### What you are asked to do
Please write out the stretch of the QCon New York 2014 post from "Software is Changing" through "New York City.", word for word.

### Document segment
- - - - -
Today, I attended the first day of QCON New York 2014 Conference. Here is a brief introduction of the conference:

 

Software is Changing the World. QCon empowers software development by facilitating the spread of knowledge and innovation in the developer community. A practitioner-driven conference, QCon is designed for technical team leads, architects, engineering directors, and project managers who influence innovation in their teams.

 

QCon starts with 2 days of tutorials on Monday and Tuesday, June 9-10 followed by the full 3-day conference from Wednesday, June 11-13. The conference will feature over 100 speakers in 6 concurrent tracks daily covering the most timely and innovative topics driving the evolution of enterprise software development today. The setting is the beautiful, centrally-located Marriott at Brooklyn Bridge in New York City.

 

The main reason I attend this conference is to know the industry trend in the software and service development, learning more people use bigdata and machine learning techniques in there services and find existing Microsoft customer and understand their user cases.
- - - - -
### Data extract
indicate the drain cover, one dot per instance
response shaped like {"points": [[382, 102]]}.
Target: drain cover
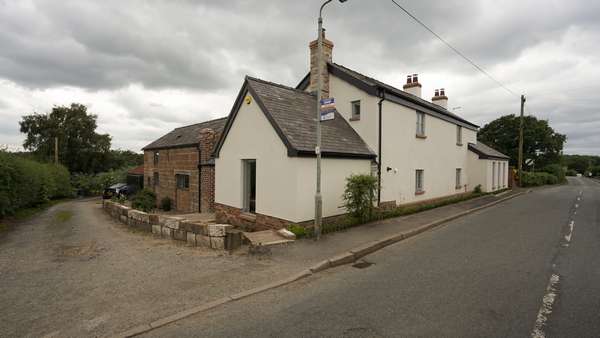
{"points": [[362, 264]]}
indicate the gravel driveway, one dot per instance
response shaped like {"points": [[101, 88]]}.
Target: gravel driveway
{"points": [[72, 272]]}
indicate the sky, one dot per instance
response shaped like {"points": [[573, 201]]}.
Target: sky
{"points": [[146, 67]]}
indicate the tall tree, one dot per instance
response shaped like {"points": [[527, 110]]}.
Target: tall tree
{"points": [[80, 148], [540, 142]]}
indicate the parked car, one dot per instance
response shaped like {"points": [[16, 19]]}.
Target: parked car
{"points": [[119, 189]]}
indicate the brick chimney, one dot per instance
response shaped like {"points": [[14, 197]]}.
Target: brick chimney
{"points": [[440, 98], [327, 57], [412, 85]]}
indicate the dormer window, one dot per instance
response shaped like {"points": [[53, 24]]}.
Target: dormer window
{"points": [[355, 110]]}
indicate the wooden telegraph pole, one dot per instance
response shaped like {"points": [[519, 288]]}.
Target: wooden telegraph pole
{"points": [[521, 142]]}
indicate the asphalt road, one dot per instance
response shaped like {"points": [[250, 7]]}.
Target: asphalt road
{"points": [[527, 267]]}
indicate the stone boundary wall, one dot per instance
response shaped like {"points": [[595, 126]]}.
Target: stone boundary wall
{"points": [[213, 236]]}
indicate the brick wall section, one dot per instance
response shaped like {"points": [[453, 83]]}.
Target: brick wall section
{"points": [[184, 160]]}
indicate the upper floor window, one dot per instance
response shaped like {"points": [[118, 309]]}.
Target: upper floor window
{"points": [[183, 181], [420, 124], [156, 157], [419, 181], [355, 110]]}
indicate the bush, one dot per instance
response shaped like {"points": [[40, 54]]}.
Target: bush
- - - - -
### Completed task
Software is Changing the World. QCon empowers software development by facilitating the spread of knowledge and innovation in the developer community. A practitioner-driven conference, QCon is designed for technical team leads, architects, engineering directors, and project managers who influence innovation in their teams.

 

QCon starts with 2 days of tutorials on Monday and Tuesday, June 9-10 followed by the full 3-day conference from Wednesday, June 11-13. The conference will feature over 100 speakers in 6 concurrent tracks daily covering the most timely and innovative topics driving the evolution of enterprise software development today. The setting is the beautiful, centrally-located Marriott at Brooklyn Bridge in New York City.